--- Exercise description ---
Duplicate the material below line for line, leaving out the pictures.

--- Dataset ---
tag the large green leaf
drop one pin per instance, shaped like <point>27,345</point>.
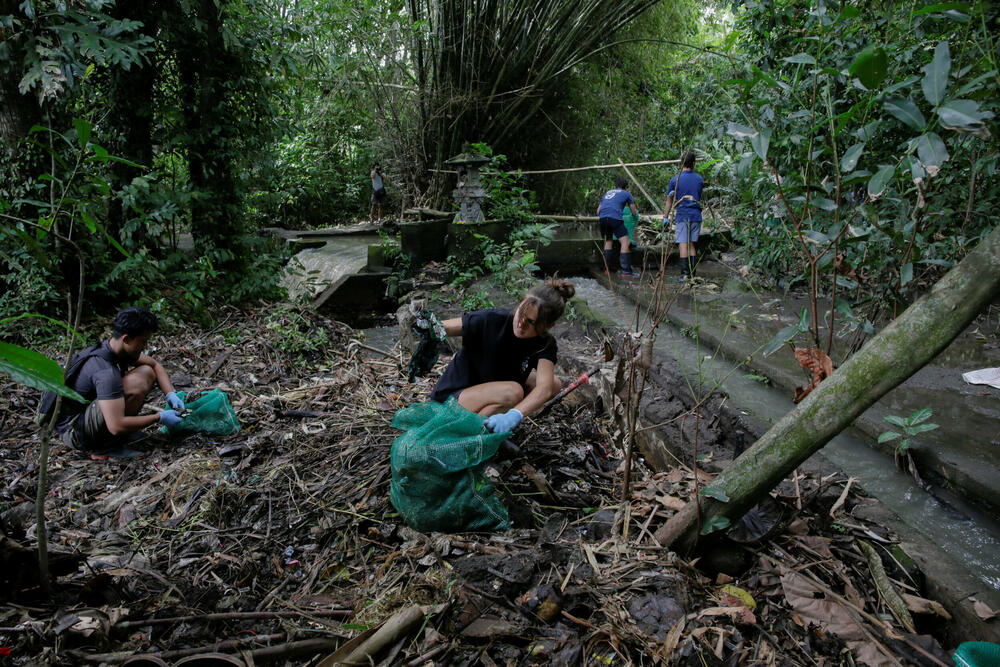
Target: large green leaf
<point>964,115</point>
<point>943,7</point>
<point>935,79</point>
<point>878,182</point>
<point>906,274</point>
<point>850,158</point>
<point>931,150</point>
<point>740,131</point>
<point>82,131</point>
<point>715,492</point>
<point>871,66</point>
<point>905,110</point>
<point>35,370</point>
<point>760,143</point>
<point>868,130</point>
<point>714,524</point>
<point>800,59</point>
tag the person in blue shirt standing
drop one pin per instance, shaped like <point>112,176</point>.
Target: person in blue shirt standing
<point>609,212</point>
<point>686,189</point>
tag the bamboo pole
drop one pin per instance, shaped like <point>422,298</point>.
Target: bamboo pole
<point>587,168</point>
<point>639,185</point>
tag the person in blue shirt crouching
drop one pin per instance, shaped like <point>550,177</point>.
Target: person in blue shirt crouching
<point>612,221</point>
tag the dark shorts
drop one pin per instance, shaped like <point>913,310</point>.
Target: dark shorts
<point>88,431</point>
<point>688,230</point>
<point>613,229</point>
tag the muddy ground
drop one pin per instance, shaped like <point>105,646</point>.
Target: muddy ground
<point>279,545</point>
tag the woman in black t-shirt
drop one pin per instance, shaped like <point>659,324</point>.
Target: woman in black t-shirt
<point>506,366</point>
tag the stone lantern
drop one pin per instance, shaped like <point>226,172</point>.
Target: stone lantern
<point>469,193</point>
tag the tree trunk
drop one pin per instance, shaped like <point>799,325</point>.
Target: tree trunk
<point>17,112</point>
<point>899,351</point>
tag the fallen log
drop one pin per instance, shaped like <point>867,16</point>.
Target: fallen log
<point>896,353</point>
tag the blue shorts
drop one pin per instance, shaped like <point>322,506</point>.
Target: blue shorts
<point>687,230</point>
<point>613,229</point>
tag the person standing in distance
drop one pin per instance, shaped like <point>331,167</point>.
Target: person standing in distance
<point>378,193</point>
<point>609,212</point>
<point>685,188</point>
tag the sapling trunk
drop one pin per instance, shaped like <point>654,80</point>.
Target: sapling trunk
<point>896,353</point>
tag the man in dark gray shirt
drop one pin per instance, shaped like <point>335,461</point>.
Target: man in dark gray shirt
<point>115,375</point>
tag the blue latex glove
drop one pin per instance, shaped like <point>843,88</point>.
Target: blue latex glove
<point>175,402</point>
<point>505,421</point>
<point>170,418</point>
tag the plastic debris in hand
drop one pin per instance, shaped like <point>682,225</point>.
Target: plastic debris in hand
<point>430,330</point>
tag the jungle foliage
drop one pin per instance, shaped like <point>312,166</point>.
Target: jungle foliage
<point>864,157</point>
<point>853,148</point>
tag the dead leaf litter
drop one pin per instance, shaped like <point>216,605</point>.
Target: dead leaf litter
<point>279,544</point>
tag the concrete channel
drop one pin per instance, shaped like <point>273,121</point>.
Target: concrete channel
<point>952,534</point>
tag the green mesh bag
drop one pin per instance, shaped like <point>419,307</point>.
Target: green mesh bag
<point>437,465</point>
<point>211,414</point>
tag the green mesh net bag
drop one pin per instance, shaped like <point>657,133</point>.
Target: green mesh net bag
<point>210,414</point>
<point>437,465</point>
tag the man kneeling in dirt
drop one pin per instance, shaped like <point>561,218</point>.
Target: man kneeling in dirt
<point>100,373</point>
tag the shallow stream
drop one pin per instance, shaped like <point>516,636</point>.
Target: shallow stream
<point>963,532</point>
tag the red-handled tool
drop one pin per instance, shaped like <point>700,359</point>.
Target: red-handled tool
<point>583,379</point>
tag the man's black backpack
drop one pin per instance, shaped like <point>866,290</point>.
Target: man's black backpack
<point>48,402</point>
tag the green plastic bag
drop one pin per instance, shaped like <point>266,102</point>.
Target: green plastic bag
<point>210,413</point>
<point>977,654</point>
<point>437,465</point>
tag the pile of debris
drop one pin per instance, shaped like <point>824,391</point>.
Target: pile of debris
<point>279,543</point>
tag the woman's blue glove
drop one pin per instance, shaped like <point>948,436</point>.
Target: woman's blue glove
<point>170,418</point>
<point>504,422</point>
<point>175,402</point>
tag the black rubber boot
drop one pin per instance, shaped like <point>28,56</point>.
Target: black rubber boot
<point>625,259</point>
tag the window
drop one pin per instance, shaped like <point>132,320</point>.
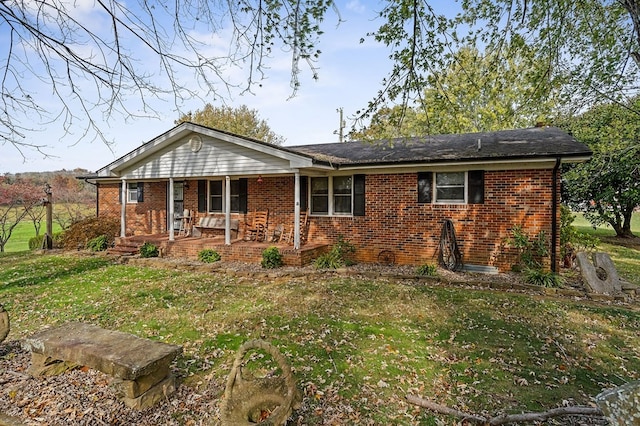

--- Response to the task ---
tag the large green leaf
drop one pin per instance, shaped like <point>27,345</point>.
Target: large green leaf
<point>964,115</point>
<point>943,7</point>
<point>935,79</point>
<point>878,182</point>
<point>906,274</point>
<point>850,158</point>
<point>931,150</point>
<point>740,131</point>
<point>82,131</point>
<point>715,492</point>
<point>871,66</point>
<point>905,110</point>
<point>35,370</point>
<point>760,143</point>
<point>868,130</point>
<point>714,524</point>
<point>800,59</point>
tag the person in blue shirt standing
drop one pin per instance, shaped like <point>112,176</point>.
Target: person in blue shirt standing
<point>609,212</point>
<point>686,189</point>
tag the bamboo pole
drop one pin per instance, shaped like <point>422,298</point>.
Target: bamboo pole
<point>587,168</point>
<point>639,185</point>
tag the person in blue shirt crouching
drop one pin per instance, shaped like <point>550,177</point>.
Target: person in blue shirt crouching
<point>612,221</point>
tag the dark shorts
drop one pin per instance, shaped like <point>913,310</point>.
Target: dark shorts
<point>88,431</point>
<point>688,230</point>
<point>613,229</point>
tag the muddy ground
drop one pin per instance, shaped like <point>105,646</point>.
Target: muddy ground
<point>279,545</point>
tag the woman in black t-shirt
drop one pin per instance, shaped like <point>659,324</point>.
Target: woman in black t-shirt
<point>506,366</point>
tag the stone lantern
drop one pin per instance, shaped like <point>226,172</point>.
Target: stone lantern
<point>469,193</point>
tag the tree trunk
drop one pin per instance, shaped like <point>799,325</point>.
Target: tree trunk
<point>17,112</point>
<point>899,351</point>
tag the fallen log
drop one pin per instance, shaped like <point>867,16</point>.
Target: fallen log
<point>896,353</point>
tag the blue shorts
drop one pin per instance, shaped like <point>322,506</point>.
Target: blue shorts
<point>687,230</point>
<point>613,229</point>
tag the person standing in distance
drop one pin per instance, shaped like <point>331,167</point>.
Target: person standing in distance
<point>378,193</point>
<point>609,212</point>
<point>685,188</point>
tag the sapling trunk
drop one pin per instance, shaped like <point>654,80</point>.
Target: sapling trunk
<point>896,353</point>
tag the man in dark gray shirt
drop one pin per instance, shaped like <point>335,461</point>.
Target: man in dark gray shirt
<point>115,375</point>
tag the blue latex glove
drop one pin per instance, shaped like <point>843,88</point>.
Target: blue latex glove
<point>175,402</point>
<point>505,421</point>
<point>170,418</point>
tag the plastic debris in hand
drop one pin per instance, shaped like <point>682,225</point>.
Target: plastic debris in hand
<point>430,330</point>
tag the jungle foliage
drop one pin per instance, shaped like <point>312,166</point>.
Target: jungle foliage
<point>864,157</point>
<point>853,148</point>
tag the dead leaf litter
drop one pin per instance, shaped like <point>216,605</point>.
Target: dead leaf litter
<point>279,544</point>
tag the concrete channel
drop one pin per instance, shaped like <point>273,121</point>.
Target: concrete channel
<point>952,534</point>
tag the green mesh bag
drop one pin per instance, shaped like <point>419,307</point>.
Target: green mesh bag
<point>437,465</point>
<point>211,414</point>
tag the green mesh net bag
drop one pin per instance, shaped like <point>657,133</point>.
Target: green mesh net bag
<point>210,414</point>
<point>437,465</point>
tag the man kneeling in dirt
drop one pin per instance, shaped like <point>561,218</point>.
Target: man kneeling in dirt
<point>100,373</point>
tag the shallow stream
drop one pin per instance, shaped like <point>516,636</point>.
Target: shallow stream
<point>963,532</point>
tag the red-handled tool
drop one pin per instance, shaped like <point>700,359</point>.
Target: red-handled tool
<point>583,379</point>
tag the man's black backpack
drop one pin per instance, shaped like <point>866,290</point>.
Target: man's black backpack
<point>48,402</point>
tag the green plastic bag
drop one pin per instance, shaped like <point>266,102</point>.
Target: green plastic bag
<point>210,413</point>
<point>977,654</point>
<point>437,465</point>
tag the pile of debris
drop one pin per instance, shaped like <point>824,391</point>.
Target: pile of debris
<point>279,543</point>
tag the woman's blue glove
drop one pin per instance, shaped like <point>948,436</point>.
Target: woman's blue glove
<point>170,418</point>
<point>504,422</point>
<point>175,402</point>
tag the black rubber boot
drop one pin per instance, shaped like <point>28,56</point>.
Target: black rubber boot
<point>625,259</point>
tag the window
drop one pin per instance, shaped like <point>132,320</point>.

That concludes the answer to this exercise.